Please restate all of the records word for word, setting the pictures aside.

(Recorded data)
◇ ◇ ◇ ◇ ◇

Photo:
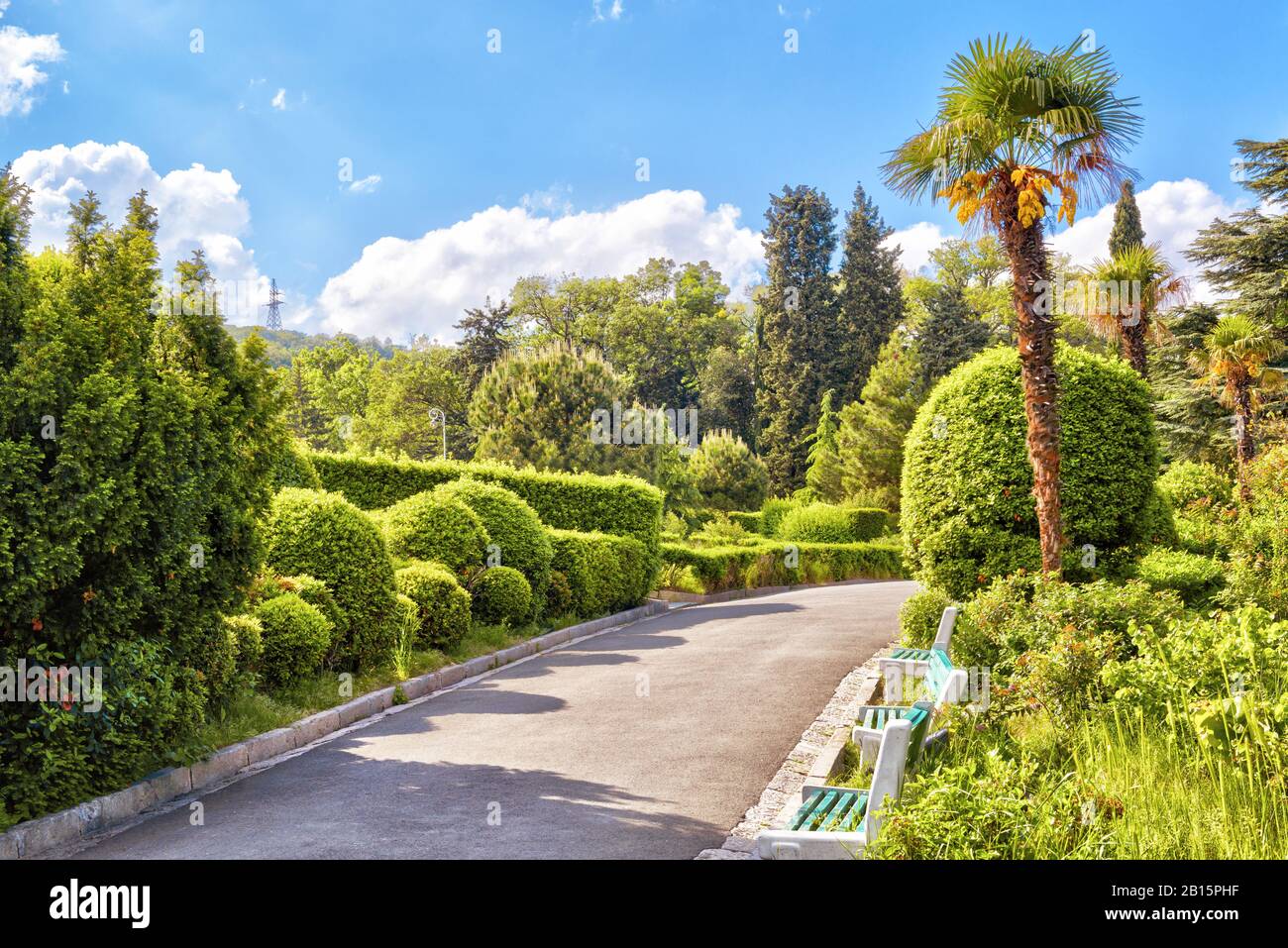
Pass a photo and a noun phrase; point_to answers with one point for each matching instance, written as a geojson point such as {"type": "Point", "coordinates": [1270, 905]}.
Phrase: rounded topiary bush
{"type": "Point", "coordinates": [442, 605]}
{"type": "Point", "coordinates": [325, 536]}
{"type": "Point", "coordinates": [296, 638]}
{"type": "Point", "coordinates": [1186, 481]}
{"type": "Point", "coordinates": [518, 537]}
{"type": "Point", "coordinates": [501, 594]}
{"type": "Point", "coordinates": [726, 473]}
{"type": "Point", "coordinates": [430, 526]}
{"type": "Point", "coordinates": [967, 485]}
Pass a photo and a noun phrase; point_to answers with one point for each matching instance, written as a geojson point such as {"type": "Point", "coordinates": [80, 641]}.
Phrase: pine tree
{"type": "Point", "coordinates": [1128, 231]}
{"type": "Point", "coordinates": [871, 303]}
{"type": "Point", "coordinates": [799, 325]}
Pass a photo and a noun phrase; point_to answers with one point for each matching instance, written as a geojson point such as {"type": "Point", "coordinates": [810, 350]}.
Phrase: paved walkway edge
{"type": "Point", "coordinates": [855, 689]}
{"type": "Point", "coordinates": [115, 811]}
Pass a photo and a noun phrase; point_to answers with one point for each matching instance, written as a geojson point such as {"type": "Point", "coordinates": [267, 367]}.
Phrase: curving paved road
{"type": "Point", "coordinates": [645, 742]}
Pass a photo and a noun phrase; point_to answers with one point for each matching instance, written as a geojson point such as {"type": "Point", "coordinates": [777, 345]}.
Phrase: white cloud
{"type": "Point", "coordinates": [196, 207]}
{"type": "Point", "coordinates": [1172, 214]}
{"type": "Point", "coordinates": [365, 185]}
{"type": "Point", "coordinates": [402, 286]}
{"type": "Point", "coordinates": [20, 73]}
{"type": "Point", "coordinates": [597, 14]}
{"type": "Point", "coordinates": [914, 244]}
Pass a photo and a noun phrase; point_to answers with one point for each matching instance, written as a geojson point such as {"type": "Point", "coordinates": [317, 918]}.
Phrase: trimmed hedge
{"type": "Point", "coordinates": [768, 563]}
{"type": "Point", "coordinates": [442, 604]}
{"type": "Point", "coordinates": [326, 537]}
{"type": "Point", "coordinates": [501, 594]}
{"type": "Point", "coordinates": [1196, 579]}
{"type": "Point", "coordinates": [513, 528]}
{"type": "Point", "coordinates": [249, 636]}
{"type": "Point", "coordinates": [828, 523]}
{"type": "Point", "coordinates": [296, 638]}
{"type": "Point", "coordinates": [613, 504]}
{"type": "Point", "coordinates": [967, 485]}
{"type": "Point", "coordinates": [430, 526]}
{"type": "Point", "coordinates": [604, 572]}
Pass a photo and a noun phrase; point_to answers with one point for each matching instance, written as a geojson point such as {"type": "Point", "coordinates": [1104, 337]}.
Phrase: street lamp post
{"type": "Point", "coordinates": [436, 417]}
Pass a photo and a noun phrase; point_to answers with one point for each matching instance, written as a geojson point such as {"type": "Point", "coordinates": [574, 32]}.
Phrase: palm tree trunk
{"type": "Point", "coordinates": [1133, 347]}
{"type": "Point", "coordinates": [1029, 275]}
{"type": "Point", "coordinates": [1244, 446]}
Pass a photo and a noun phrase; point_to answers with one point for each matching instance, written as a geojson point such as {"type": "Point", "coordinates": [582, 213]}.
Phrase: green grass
{"type": "Point", "coordinates": [256, 712]}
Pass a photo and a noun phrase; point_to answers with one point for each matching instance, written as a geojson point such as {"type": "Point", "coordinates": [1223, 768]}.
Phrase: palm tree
{"type": "Point", "coordinates": [1234, 360]}
{"type": "Point", "coordinates": [1125, 291]}
{"type": "Point", "coordinates": [1016, 125]}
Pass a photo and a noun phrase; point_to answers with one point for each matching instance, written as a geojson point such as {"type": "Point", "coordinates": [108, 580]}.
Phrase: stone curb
{"type": "Point", "coordinates": [673, 595]}
{"type": "Point", "coordinates": [71, 826]}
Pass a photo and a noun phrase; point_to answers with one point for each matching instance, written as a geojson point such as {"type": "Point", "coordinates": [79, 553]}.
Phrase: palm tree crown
{"type": "Point", "coordinates": [1014, 117]}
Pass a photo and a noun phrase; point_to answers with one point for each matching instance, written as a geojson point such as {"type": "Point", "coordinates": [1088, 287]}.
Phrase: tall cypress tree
{"type": "Point", "coordinates": [1128, 231]}
{"type": "Point", "coordinates": [799, 322]}
{"type": "Point", "coordinates": [871, 303]}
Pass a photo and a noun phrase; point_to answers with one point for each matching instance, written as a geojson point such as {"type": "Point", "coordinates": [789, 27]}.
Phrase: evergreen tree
{"type": "Point", "coordinates": [88, 219]}
{"type": "Point", "coordinates": [799, 325]}
{"type": "Point", "coordinates": [870, 299]}
{"type": "Point", "coordinates": [1128, 231]}
{"type": "Point", "coordinates": [824, 467]}
{"type": "Point", "coordinates": [484, 339]}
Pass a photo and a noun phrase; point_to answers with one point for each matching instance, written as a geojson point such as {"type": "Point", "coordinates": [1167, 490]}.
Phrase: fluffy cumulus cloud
{"type": "Point", "coordinates": [196, 207]}
{"type": "Point", "coordinates": [21, 55]}
{"type": "Point", "coordinates": [410, 286]}
{"type": "Point", "coordinates": [1172, 214]}
{"type": "Point", "coordinates": [914, 244]}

◇ ◇ ◇ ◇ ◇

(SOLUTION)
Photo:
Pass a photo and a noun phrase; point_to answers with one point for each matching instance, written as a geojson point such as {"type": "Point", "coordinates": [1270, 905]}.
Phrase: rounded topiary bush
{"type": "Point", "coordinates": [442, 605]}
{"type": "Point", "coordinates": [325, 536]}
{"type": "Point", "coordinates": [296, 638]}
{"type": "Point", "coordinates": [1186, 481]}
{"type": "Point", "coordinates": [518, 537]}
{"type": "Point", "coordinates": [501, 594]}
{"type": "Point", "coordinates": [726, 473]}
{"type": "Point", "coordinates": [430, 526]}
{"type": "Point", "coordinates": [967, 485]}
Pass a photo and a noun phrase; point_to answers with one point for each matching instance, written as a geojson point such as {"type": "Point", "coordinates": [80, 641]}.
Phrase: pine tree
{"type": "Point", "coordinates": [1128, 231]}
{"type": "Point", "coordinates": [871, 303]}
{"type": "Point", "coordinates": [799, 325]}
Pass a photo and a noun phrase; point_to answers with one point for each matching instance, written as a geojson point such as {"type": "Point", "coordinates": [810, 350]}.
Phrase: paved walkway edge
{"type": "Point", "coordinates": [855, 689]}
{"type": "Point", "coordinates": [115, 811]}
Pass a photo and a noun phrase; point_to answers with one point for each matching instance, written as a geojson point such as {"type": "Point", "coordinates": [267, 367]}.
Phrase: curving paved road
{"type": "Point", "coordinates": [645, 742]}
Pass a photo and a noun phrase; point_to answers with one point for each matching instance, written as a geojson point such as {"type": "Point", "coordinates": [777, 345]}.
Phrase: white cloud
{"type": "Point", "coordinates": [196, 207]}
{"type": "Point", "coordinates": [1172, 214]}
{"type": "Point", "coordinates": [365, 185]}
{"type": "Point", "coordinates": [402, 286]}
{"type": "Point", "coordinates": [20, 73]}
{"type": "Point", "coordinates": [597, 14]}
{"type": "Point", "coordinates": [914, 244]}
Pass a photo and a noun phrase; point_to answers with one point for each matching instance, written as a geojson point such as {"type": "Point", "coordinates": [317, 918]}.
Phrase: trimmed hedge
{"type": "Point", "coordinates": [768, 563]}
{"type": "Point", "coordinates": [442, 604]}
{"type": "Point", "coordinates": [326, 537]}
{"type": "Point", "coordinates": [501, 594]}
{"type": "Point", "coordinates": [1196, 579]}
{"type": "Point", "coordinates": [513, 528]}
{"type": "Point", "coordinates": [249, 636]}
{"type": "Point", "coordinates": [828, 523]}
{"type": "Point", "coordinates": [296, 638]}
{"type": "Point", "coordinates": [613, 504]}
{"type": "Point", "coordinates": [967, 485]}
{"type": "Point", "coordinates": [430, 526]}
{"type": "Point", "coordinates": [604, 572]}
Pass a photo and a noun phrase; point_to answers with one point for each matching instance, written as a geojson point such as {"type": "Point", "coordinates": [1104, 337]}.
Phrase: street lamp post
{"type": "Point", "coordinates": [436, 417]}
Pass a photo and a noun phrase; point_to answers with one point for each matching instance, written as a geojson point such as {"type": "Point", "coordinates": [574, 32]}.
Phrase: palm tree trunk
{"type": "Point", "coordinates": [1133, 347]}
{"type": "Point", "coordinates": [1029, 275]}
{"type": "Point", "coordinates": [1244, 446]}
Pass a photo and a noun phrase; point_to answers with one point for each matching instance, written as a geojson point such as {"type": "Point", "coordinates": [582, 213]}.
Phrase: green grass
{"type": "Point", "coordinates": [256, 712]}
Pass a photo and a noun phrase; point_to answers with one point for each matching instance, written as a geojson point such as {"type": "Point", "coordinates": [1223, 768]}.
Phrase: palm tree
{"type": "Point", "coordinates": [1234, 360]}
{"type": "Point", "coordinates": [1125, 291]}
{"type": "Point", "coordinates": [1016, 125]}
Pass a photo and a noun phrase; point_to answers with one point for each matching instance, written as a geojson point such as {"type": "Point", "coordinates": [108, 580]}.
Phrase: stone curb
{"type": "Point", "coordinates": [673, 595]}
{"type": "Point", "coordinates": [71, 826]}
Pass a photo and a noun phrase; point_to answers with one point for each matching instance, written as a geojson point such as {"type": "Point", "coordinates": [79, 553]}.
Phrase: palm tree crown
{"type": "Point", "coordinates": [1014, 117]}
Pass a photo and a noun phrase; point_to answers with one point for each matching instance, written as a geojson point such as {"type": "Point", "coordinates": [1088, 287]}.
Phrase: tall cypress tree
{"type": "Point", "coordinates": [1128, 231]}
{"type": "Point", "coordinates": [799, 322]}
{"type": "Point", "coordinates": [871, 303]}
Pass a photo and a noun phrase; point_to answers with one point for each matching instance, written as a geojson point such as {"type": "Point", "coordinates": [789, 27]}.
Phrase: evergreen tree
{"type": "Point", "coordinates": [88, 219]}
{"type": "Point", "coordinates": [799, 325]}
{"type": "Point", "coordinates": [870, 299]}
{"type": "Point", "coordinates": [1128, 231]}
{"type": "Point", "coordinates": [824, 467]}
{"type": "Point", "coordinates": [484, 339]}
Pass a photo and a noun phrase; point_to answers with one point for each matching instance, written as a geojson point such as {"type": "Point", "coordinates": [1167, 490]}.
Phrase: fluffy cumulus cloud
{"type": "Point", "coordinates": [196, 207]}
{"type": "Point", "coordinates": [21, 55]}
{"type": "Point", "coordinates": [410, 286]}
{"type": "Point", "coordinates": [1172, 214]}
{"type": "Point", "coordinates": [914, 244]}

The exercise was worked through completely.